▶ **The request**: Reproduce everything from the start of the entries below down to the line containing "(1311, 861)", substituting "human shadow" for "person shadow" and changing nothing else. Leave the pictures out.

▶ **Data for processing**:
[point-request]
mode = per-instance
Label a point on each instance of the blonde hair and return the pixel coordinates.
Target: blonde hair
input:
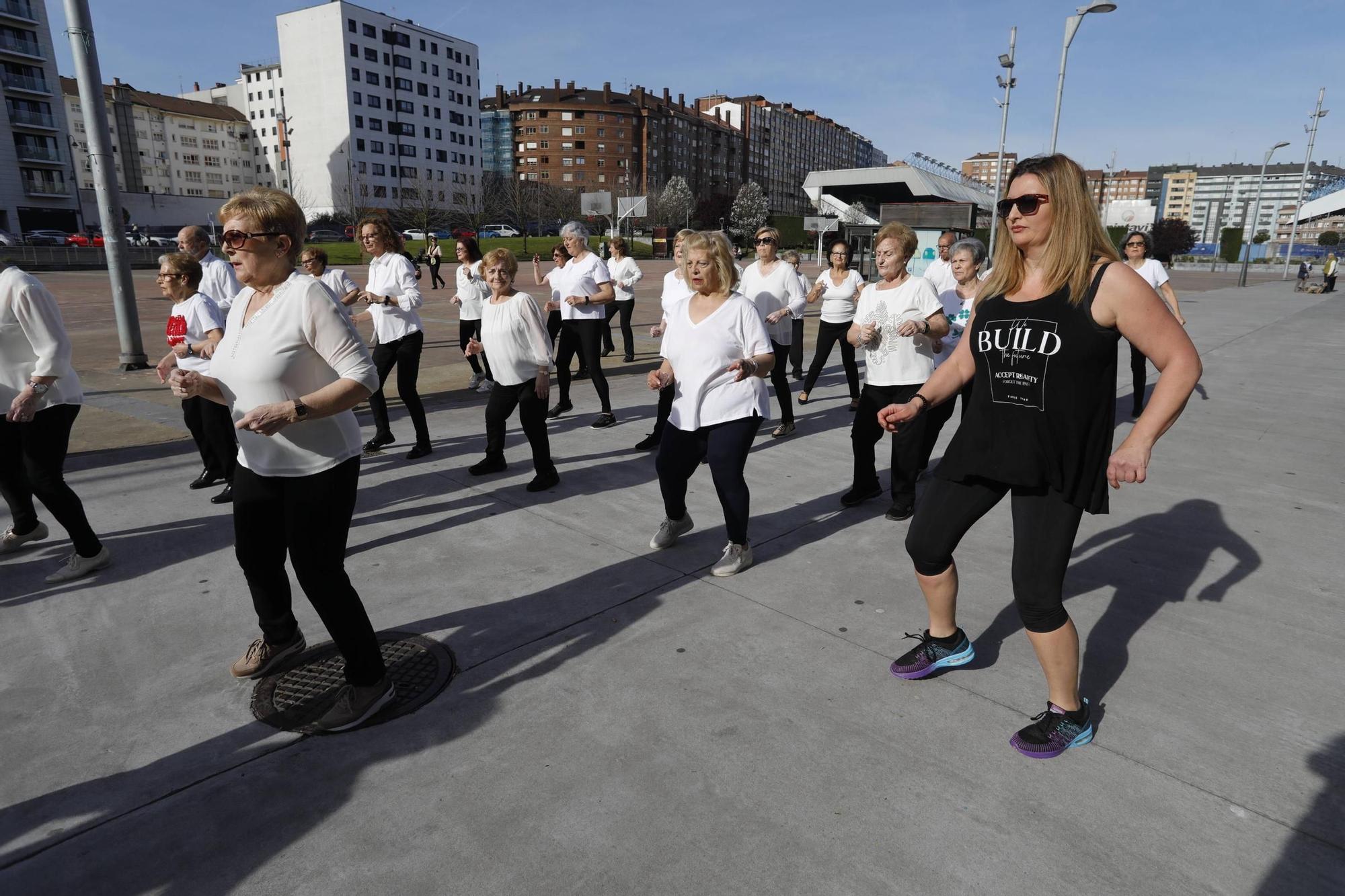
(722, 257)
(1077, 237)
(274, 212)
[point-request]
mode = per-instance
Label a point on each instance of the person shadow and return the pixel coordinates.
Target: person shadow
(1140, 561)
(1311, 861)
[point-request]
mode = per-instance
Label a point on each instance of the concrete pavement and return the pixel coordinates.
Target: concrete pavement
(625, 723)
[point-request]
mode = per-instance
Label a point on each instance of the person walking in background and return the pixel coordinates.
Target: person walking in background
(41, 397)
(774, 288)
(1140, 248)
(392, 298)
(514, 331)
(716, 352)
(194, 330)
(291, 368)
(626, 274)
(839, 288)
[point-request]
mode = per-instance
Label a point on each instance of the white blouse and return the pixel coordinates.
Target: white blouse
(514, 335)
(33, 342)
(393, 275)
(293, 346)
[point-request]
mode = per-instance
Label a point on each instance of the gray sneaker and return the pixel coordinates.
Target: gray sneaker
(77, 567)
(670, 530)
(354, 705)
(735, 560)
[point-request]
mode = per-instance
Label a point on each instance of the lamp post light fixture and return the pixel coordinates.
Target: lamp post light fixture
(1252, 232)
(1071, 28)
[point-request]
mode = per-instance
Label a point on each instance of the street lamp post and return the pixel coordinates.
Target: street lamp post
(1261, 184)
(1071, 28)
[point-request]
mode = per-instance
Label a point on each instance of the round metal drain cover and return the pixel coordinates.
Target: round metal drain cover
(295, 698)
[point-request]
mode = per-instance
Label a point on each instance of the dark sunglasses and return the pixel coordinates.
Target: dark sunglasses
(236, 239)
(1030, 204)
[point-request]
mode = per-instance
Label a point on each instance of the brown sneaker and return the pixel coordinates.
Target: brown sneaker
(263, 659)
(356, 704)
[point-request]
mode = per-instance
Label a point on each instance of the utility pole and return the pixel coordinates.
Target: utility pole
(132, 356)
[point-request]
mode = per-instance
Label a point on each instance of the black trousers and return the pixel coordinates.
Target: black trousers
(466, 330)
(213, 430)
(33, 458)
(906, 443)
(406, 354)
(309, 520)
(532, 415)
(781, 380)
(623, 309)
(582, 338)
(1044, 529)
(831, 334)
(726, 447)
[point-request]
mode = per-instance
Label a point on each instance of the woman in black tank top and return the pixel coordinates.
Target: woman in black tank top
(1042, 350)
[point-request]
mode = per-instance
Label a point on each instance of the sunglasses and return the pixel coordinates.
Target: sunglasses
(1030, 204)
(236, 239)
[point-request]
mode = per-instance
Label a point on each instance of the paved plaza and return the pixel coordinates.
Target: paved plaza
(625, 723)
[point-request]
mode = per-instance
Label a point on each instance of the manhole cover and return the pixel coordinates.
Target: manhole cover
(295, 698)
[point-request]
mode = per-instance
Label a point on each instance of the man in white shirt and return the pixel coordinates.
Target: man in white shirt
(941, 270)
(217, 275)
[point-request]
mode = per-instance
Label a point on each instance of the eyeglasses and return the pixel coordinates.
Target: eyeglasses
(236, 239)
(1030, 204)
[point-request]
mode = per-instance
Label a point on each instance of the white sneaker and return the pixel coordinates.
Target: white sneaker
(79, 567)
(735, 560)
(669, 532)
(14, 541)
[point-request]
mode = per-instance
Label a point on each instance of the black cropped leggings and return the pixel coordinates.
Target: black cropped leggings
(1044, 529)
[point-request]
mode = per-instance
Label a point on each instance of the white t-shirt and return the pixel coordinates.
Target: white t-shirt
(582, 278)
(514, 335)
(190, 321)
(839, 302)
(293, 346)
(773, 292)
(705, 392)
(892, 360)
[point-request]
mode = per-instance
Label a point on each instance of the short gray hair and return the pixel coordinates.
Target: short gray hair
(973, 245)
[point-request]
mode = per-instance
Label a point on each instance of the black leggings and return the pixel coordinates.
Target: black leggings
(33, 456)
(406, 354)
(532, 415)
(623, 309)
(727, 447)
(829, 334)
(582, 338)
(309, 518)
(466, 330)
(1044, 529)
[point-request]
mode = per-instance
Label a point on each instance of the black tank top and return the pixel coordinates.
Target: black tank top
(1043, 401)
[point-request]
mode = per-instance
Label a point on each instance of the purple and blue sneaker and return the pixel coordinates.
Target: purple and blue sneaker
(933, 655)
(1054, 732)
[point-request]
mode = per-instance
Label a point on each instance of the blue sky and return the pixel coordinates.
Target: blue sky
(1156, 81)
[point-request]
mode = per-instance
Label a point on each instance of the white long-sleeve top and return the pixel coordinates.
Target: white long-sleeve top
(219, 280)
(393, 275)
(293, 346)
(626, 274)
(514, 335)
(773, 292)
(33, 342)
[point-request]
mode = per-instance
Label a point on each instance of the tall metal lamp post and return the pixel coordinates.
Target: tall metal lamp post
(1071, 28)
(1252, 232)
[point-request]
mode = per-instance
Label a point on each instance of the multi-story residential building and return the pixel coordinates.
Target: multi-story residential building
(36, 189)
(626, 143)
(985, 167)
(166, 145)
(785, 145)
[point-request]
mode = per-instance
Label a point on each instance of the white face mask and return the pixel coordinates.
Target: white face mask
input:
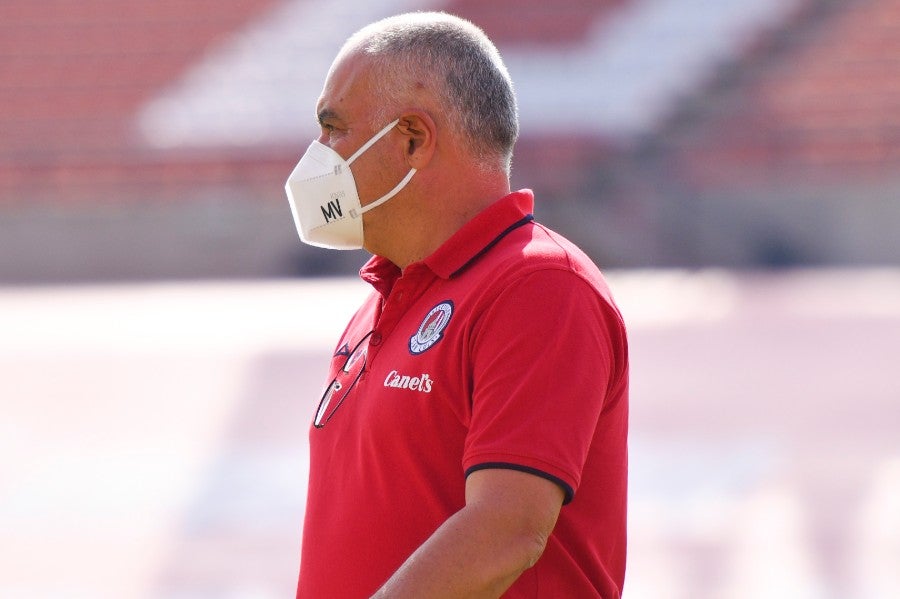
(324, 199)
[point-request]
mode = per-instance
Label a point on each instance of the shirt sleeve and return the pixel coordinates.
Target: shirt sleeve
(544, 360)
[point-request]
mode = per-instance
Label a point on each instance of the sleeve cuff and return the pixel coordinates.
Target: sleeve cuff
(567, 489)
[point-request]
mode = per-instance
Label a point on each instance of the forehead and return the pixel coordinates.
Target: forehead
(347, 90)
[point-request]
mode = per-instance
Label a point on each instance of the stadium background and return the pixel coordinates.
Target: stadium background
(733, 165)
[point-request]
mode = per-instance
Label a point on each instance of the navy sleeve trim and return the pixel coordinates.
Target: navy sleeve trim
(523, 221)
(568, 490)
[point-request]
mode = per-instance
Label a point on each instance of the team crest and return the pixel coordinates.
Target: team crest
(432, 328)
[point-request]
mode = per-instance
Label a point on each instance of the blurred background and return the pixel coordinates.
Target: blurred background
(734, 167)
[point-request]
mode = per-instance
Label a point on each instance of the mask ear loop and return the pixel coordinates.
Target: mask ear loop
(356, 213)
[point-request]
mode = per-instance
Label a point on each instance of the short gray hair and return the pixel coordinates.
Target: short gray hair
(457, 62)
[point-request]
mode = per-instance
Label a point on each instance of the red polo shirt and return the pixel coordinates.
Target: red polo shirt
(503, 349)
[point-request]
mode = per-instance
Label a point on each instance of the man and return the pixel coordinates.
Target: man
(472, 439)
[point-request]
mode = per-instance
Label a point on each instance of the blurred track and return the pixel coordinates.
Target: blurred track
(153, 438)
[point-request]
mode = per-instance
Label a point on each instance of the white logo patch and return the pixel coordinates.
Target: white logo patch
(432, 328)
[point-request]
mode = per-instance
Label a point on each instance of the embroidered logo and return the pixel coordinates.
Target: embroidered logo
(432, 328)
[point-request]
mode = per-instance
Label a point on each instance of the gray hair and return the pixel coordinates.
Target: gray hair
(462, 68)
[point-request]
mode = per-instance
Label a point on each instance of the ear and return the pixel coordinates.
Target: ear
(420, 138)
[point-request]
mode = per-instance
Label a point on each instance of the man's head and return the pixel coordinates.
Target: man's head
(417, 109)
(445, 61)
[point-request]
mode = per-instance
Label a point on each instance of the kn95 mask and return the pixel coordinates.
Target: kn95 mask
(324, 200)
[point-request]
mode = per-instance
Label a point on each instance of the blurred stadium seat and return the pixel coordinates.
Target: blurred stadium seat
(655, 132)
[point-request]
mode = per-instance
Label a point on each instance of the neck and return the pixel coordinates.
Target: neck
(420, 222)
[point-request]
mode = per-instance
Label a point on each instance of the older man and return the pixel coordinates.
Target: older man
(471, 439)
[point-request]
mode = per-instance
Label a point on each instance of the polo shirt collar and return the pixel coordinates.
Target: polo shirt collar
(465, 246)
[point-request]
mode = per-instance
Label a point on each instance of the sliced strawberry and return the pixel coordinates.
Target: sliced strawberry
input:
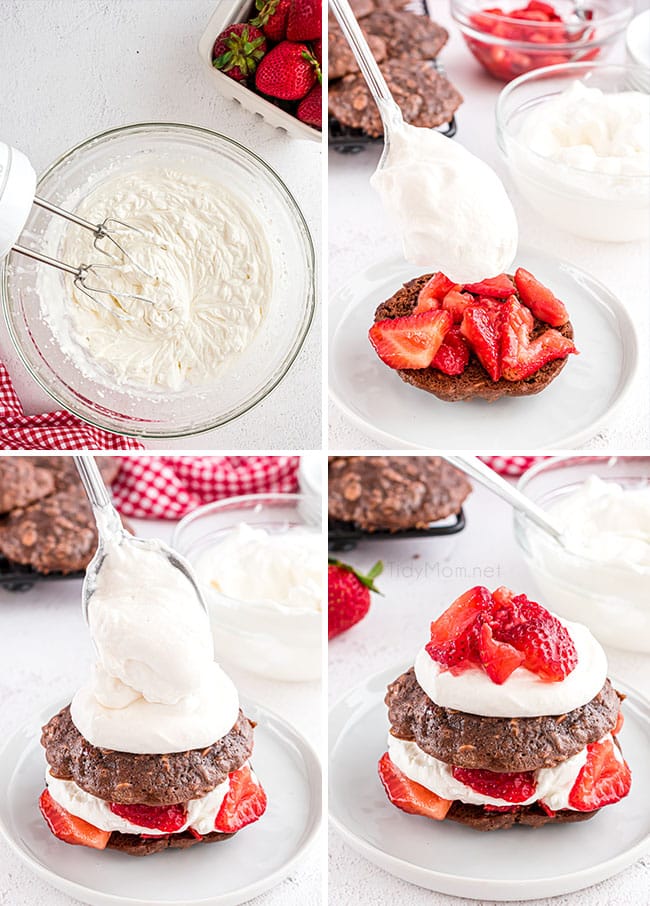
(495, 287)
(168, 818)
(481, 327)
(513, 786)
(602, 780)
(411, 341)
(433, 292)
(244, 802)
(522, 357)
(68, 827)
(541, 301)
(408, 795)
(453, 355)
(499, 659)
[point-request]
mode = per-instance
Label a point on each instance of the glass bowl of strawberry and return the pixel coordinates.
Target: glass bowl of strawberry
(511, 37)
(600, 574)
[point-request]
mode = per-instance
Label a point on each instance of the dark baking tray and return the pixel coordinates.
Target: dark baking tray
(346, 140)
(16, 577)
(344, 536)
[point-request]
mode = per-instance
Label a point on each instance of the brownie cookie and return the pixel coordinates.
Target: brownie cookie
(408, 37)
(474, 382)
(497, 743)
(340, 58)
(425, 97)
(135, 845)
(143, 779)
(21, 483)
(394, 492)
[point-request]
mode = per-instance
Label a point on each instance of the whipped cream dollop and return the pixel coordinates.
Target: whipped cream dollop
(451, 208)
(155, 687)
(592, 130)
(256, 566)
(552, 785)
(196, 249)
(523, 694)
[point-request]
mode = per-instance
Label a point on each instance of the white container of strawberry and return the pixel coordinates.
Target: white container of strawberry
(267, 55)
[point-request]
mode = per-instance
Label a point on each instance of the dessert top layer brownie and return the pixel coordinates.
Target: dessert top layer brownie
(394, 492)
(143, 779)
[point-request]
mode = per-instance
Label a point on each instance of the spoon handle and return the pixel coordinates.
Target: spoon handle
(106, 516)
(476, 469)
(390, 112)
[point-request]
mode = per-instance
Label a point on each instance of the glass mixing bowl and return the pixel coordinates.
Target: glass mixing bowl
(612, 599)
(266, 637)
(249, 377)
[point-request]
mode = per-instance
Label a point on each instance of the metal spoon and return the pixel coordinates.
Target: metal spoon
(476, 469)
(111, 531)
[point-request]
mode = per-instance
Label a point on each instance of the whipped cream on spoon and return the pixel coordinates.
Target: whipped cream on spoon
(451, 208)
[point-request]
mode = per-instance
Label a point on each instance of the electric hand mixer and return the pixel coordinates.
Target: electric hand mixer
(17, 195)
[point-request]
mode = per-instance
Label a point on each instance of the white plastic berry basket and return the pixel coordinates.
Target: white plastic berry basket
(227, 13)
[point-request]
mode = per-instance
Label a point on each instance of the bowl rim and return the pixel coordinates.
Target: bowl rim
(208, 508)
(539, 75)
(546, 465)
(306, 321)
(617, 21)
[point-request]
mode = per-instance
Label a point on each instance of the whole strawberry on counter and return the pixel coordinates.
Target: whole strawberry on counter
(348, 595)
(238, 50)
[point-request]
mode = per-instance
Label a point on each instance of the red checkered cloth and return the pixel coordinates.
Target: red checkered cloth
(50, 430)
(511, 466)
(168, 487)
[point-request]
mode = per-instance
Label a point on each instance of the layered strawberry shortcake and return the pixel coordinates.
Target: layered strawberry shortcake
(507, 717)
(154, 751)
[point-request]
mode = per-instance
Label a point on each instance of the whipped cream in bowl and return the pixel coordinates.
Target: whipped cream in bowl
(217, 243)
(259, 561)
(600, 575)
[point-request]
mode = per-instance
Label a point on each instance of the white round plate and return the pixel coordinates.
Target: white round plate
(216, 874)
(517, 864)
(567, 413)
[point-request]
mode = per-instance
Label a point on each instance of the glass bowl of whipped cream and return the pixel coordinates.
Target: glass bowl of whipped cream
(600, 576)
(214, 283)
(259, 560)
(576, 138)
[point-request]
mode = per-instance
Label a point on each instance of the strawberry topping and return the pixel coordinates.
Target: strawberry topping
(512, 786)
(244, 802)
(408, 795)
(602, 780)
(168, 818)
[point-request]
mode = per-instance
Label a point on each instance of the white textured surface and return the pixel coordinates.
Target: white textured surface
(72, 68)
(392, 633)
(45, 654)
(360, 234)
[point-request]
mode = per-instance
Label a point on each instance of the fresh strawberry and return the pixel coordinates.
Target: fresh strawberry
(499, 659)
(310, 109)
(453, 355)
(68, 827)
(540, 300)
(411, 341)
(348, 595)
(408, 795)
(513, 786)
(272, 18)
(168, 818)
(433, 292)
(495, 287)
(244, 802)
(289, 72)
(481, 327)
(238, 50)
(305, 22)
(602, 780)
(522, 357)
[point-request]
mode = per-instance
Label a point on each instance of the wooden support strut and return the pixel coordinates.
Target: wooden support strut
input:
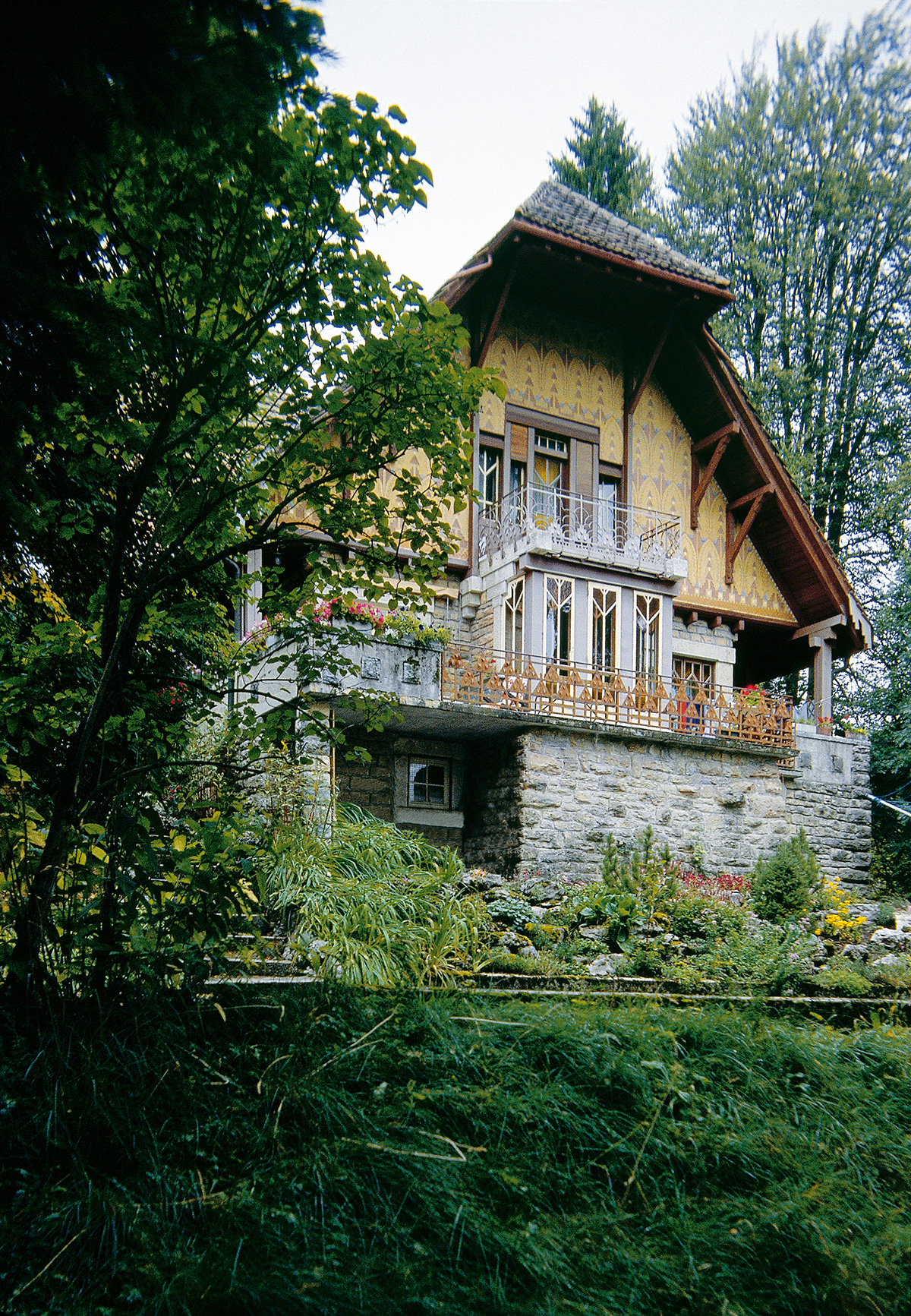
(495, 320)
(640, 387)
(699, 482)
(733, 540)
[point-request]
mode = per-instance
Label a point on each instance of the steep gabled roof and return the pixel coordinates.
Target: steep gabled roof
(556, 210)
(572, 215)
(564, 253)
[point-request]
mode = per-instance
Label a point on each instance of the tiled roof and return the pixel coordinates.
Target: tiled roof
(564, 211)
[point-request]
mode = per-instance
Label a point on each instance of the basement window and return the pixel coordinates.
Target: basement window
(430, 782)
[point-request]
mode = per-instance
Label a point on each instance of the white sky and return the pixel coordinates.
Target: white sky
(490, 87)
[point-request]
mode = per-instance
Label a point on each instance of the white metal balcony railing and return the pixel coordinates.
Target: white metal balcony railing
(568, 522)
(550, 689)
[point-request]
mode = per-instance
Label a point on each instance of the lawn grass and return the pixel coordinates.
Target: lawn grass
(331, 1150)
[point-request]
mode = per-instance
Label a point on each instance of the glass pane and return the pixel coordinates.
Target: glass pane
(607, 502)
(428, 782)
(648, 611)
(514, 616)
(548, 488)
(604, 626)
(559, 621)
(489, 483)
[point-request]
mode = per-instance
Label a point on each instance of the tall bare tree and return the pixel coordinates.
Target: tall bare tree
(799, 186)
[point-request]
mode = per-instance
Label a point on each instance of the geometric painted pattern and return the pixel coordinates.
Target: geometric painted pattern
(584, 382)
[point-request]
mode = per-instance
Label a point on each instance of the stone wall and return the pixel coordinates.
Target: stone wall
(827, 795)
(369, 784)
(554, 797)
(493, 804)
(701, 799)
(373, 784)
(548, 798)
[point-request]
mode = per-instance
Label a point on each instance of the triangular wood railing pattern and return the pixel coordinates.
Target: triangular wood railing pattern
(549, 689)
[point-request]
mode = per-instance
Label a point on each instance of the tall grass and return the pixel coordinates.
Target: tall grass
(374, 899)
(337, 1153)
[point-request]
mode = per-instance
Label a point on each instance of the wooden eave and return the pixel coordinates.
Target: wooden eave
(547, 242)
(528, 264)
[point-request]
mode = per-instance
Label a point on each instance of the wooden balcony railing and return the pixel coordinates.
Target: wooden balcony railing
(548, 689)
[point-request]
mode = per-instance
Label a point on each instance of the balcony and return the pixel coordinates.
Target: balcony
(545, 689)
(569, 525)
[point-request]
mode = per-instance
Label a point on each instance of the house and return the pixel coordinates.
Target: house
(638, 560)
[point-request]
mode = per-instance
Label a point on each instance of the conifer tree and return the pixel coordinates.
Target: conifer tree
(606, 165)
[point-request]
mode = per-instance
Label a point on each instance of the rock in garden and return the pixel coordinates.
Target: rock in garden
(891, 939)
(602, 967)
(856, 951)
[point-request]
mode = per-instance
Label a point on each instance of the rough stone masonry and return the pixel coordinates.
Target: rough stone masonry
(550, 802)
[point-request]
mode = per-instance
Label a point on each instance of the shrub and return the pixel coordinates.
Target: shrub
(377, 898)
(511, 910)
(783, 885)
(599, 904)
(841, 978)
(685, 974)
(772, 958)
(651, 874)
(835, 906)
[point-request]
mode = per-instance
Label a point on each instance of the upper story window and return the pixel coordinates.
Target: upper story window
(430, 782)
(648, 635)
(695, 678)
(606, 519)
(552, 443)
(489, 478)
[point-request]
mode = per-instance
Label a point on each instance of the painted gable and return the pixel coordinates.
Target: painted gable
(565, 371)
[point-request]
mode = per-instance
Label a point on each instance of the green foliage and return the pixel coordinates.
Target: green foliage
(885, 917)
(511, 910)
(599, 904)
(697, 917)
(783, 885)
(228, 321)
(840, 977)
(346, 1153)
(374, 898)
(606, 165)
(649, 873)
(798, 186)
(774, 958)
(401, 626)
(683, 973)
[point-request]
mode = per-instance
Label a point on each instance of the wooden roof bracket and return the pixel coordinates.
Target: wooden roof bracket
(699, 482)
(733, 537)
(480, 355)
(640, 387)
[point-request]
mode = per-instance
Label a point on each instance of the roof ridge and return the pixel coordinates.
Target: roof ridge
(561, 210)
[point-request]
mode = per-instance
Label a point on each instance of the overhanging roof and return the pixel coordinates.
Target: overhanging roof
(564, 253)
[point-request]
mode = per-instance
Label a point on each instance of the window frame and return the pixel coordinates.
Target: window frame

▶ **Answer to the task**:
[point-request]
mode = per-instance
Label a point on each instance of the blonde hair and return the pixel coordinates.
Target: blonde hair
input:
(722, 257)
(1077, 237)
(274, 212)
[point-request]
mode = per-instance
Label a point on each instance of the human shadow and return the pixel coordinates.
Target: human shadow
(1140, 561)
(1311, 861)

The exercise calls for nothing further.